Task statement
Copy nothing but the text: repeat each entry exactly and drop the images.

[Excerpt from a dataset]

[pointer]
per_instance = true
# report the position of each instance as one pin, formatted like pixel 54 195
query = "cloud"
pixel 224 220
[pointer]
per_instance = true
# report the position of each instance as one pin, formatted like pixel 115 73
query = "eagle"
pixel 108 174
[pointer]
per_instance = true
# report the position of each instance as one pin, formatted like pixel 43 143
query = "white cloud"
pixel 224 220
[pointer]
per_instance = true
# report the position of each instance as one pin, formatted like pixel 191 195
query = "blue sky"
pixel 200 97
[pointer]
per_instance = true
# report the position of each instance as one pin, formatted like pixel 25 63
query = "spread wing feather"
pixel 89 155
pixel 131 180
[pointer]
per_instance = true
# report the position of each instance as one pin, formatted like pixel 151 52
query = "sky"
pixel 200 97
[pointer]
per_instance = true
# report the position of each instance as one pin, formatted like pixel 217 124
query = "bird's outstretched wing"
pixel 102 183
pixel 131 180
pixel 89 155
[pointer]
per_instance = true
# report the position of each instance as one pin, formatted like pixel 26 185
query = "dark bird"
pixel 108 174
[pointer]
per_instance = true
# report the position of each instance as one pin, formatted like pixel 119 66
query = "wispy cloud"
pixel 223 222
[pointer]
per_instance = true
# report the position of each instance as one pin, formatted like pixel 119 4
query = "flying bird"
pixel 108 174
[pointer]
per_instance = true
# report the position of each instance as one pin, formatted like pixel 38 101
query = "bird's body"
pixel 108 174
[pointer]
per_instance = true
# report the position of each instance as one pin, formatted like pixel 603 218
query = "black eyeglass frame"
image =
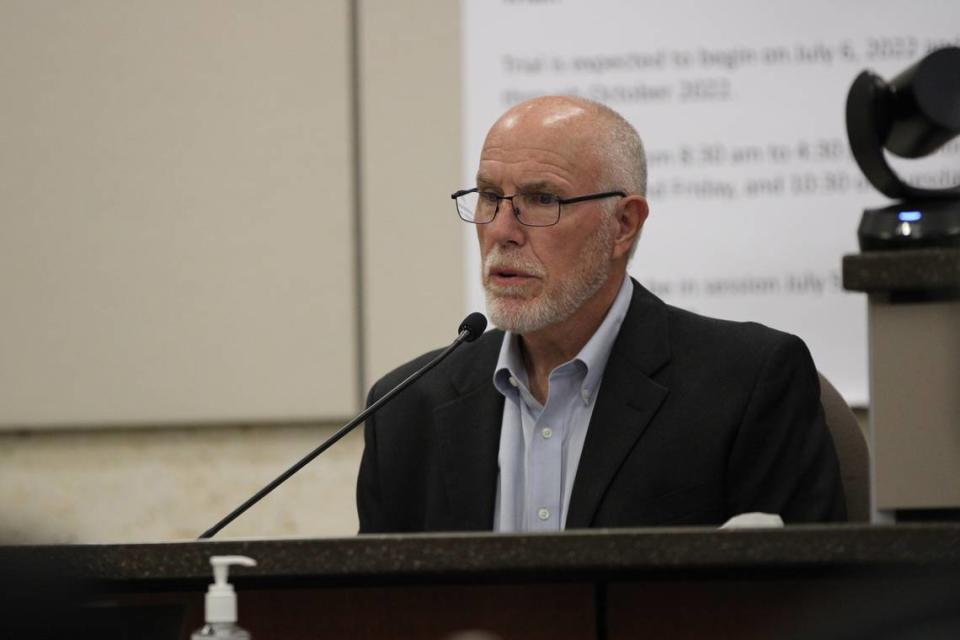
pixel 516 211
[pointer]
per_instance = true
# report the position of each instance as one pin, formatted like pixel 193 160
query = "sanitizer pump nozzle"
pixel 220 606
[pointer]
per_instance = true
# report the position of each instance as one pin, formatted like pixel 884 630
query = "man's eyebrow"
pixel 485 184
pixel 541 186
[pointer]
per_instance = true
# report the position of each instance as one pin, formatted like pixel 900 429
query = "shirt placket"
pixel 545 454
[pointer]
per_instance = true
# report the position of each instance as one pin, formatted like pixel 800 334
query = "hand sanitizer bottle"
pixel 220 607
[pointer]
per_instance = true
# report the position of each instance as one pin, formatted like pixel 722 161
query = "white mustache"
pixel 501 260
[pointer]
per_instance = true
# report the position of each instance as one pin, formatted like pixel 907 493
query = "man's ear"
pixel 631 213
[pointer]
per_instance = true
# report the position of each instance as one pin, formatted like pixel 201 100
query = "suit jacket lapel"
pixel 629 398
pixel 469 436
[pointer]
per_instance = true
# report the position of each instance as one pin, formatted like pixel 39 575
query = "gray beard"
pixel 544 311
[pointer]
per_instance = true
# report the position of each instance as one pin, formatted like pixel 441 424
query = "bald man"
pixel 594 403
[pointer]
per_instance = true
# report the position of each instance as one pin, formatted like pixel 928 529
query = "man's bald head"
pixel 588 128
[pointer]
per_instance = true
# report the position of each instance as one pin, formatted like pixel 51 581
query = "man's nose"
pixel 505 226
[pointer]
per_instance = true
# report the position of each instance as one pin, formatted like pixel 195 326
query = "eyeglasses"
pixel 533 209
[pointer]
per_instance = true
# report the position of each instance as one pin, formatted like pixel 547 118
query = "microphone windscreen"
pixel 474 325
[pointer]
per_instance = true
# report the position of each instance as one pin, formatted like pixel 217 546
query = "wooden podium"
pixel 683 583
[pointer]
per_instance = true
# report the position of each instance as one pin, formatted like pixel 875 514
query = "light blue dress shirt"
pixel 540 445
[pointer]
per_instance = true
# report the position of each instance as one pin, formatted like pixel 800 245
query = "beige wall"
pixel 170 479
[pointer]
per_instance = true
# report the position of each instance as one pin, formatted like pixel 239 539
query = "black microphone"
pixel 470 329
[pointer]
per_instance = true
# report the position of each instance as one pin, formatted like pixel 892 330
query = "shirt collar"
pixel 593 356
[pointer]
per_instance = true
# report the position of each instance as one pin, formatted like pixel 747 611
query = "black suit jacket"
pixel 697 420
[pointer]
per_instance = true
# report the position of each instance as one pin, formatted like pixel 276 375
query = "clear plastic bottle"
pixel 220 606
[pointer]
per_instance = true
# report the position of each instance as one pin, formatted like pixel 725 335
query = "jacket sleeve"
pixel 783 460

Solution to this exercise
[pointer]
per_instance = true
# report the position of each instance as one pin, formatted like pixel 54 195
query = "cloud"
pixel 224 220
[pointer]
per_instance = true
# report the position of each instance as one pin, formatted like pixel 115 73
query = "eagle"
pixel 108 174
[pointer]
per_instance = true
# report the position of each instance as one pin, formatted like pixel 43 143
query = "white cloud"
pixel 224 220
[pointer]
per_instance = true
# report the position of each instance as one pin, formatted like pixel 191 195
query = "blue sky"
pixel 200 97
[pointer]
per_instance = true
# report the position of each instance as one pin, formatted like pixel 25 63
query = "spread wing feather"
pixel 89 155
pixel 131 180
[pointer]
per_instance = true
# report the position of each instance as one pin, formatted like pixel 151 52
query = "sky"
pixel 200 97
[pointer]
per_instance = true
# report the position of each instance as one pin, formatted like pixel 217 124
query = "bird's outstretched wing"
pixel 102 183
pixel 131 180
pixel 89 155
[pointer]
per_instance = true
# report the position of each instance as one pin, formatted like pixel 26 185
query = "dark bird"
pixel 108 174
[pointer]
per_instance = true
# report the position of each instance as one pin, formatted like pixel 119 66
query = "wispy cloud"
pixel 223 222
[pointer]
per_instance = true
# report the position of each instance as one pin, formatted like pixel 119 4
query = "flying bird"
pixel 108 174
[pointer]
per_instance = true
# report the position of each instance as one pin, formatted like pixel 38 101
query = "bird's body"
pixel 108 174
[pointer]
per_instance = true
# report the position of each instance as one pin, formatted like pixel 603 218
query = "black eyeglass frame"
image =
pixel 516 211
[pointer]
per_instance = true
# report the position of each instance as one pin, formatted like pixel 193 160
query = "sanitizer pump nozzle"
pixel 220 606
[pointer]
per_instance = true
# report the position of each instance as one pin, formatted like pixel 884 630
query = "man's eyebrow"
pixel 485 184
pixel 541 186
[pointer]
per_instance = true
# report the position of each instance as one pin, formatted like pixel 900 429
query = "shirt placket"
pixel 545 454
[pointer]
per_instance = true
# report the position of each instance as one pin, formatted like pixel 800 334
query = "hand sanitizer bottle"
pixel 220 607
[pointer]
per_instance = true
# report the position of each instance as one pin, formatted like pixel 722 161
query = "white mustache"
pixel 501 260
[pointer]
per_instance = true
# report the position of each instance as one pin, formatted like pixel 907 493
query = "man's ear"
pixel 631 213
[pointer]
per_instance = true
# report the position of each instance as one pin, formatted like pixel 201 100
query = "suit jacket lapel"
pixel 629 398
pixel 469 436
[pointer]
per_instance = true
# report the position of each instance as one pin, formatted like pixel 39 575
query = "gray beard"
pixel 544 311
[pointer]
per_instance = true
# report the position of each instance as one pin, formatted like pixel 441 424
query = "bald man"
pixel 594 403
[pointer]
per_instance = true
# report the position of each instance as one pin, formatted like pixel 928 529
query = "man's bald head"
pixel 588 128
[pointer]
per_instance = true
# report the position of each instance as one pin, formatted like pixel 51 581
query = "man's nose"
pixel 505 226
[pointer]
per_instance = true
# report the position of each instance as one pin, formatted like pixel 195 326
query = "eyeglasses"
pixel 533 209
[pointer]
per_instance = true
# report the position of each instance as one pin, formatted like pixel 547 118
query = "microphone windscreen"
pixel 474 325
[pointer]
per_instance = true
# report the position of each instance as one pin, formatted like pixel 217 546
query = "wooden podium"
pixel 683 583
[pointer]
per_instance = true
# report the position of each instance as one pin, formatted like pixel 875 514
query = "light blue dress shirt"
pixel 540 445
[pointer]
per_instance = true
# report the position of each instance as one pin, formatted like pixel 800 245
query = "beige wall"
pixel 170 479
[pointer]
per_instance = true
# report the position of each instance as one pin, formatted like pixel 239 539
query = "black microphone"
pixel 470 329
[pointer]
per_instance = true
# report the position of each instance as one pin, formatted like pixel 892 330
query = "shirt collar"
pixel 593 356
[pointer]
per_instance = true
# report the position of each instance as one pin, formatted like pixel 747 611
query = "black suit jacket"
pixel 697 420
[pointer]
per_instance = true
# report the position of each instance as one pin, formatted like pixel 276 375
query = "clear plastic bottle"
pixel 220 606
[pointer]
per_instance = true
# report the position of each instance as one pin, formatted like pixel 725 335
query = "jacket sleeve"
pixel 783 460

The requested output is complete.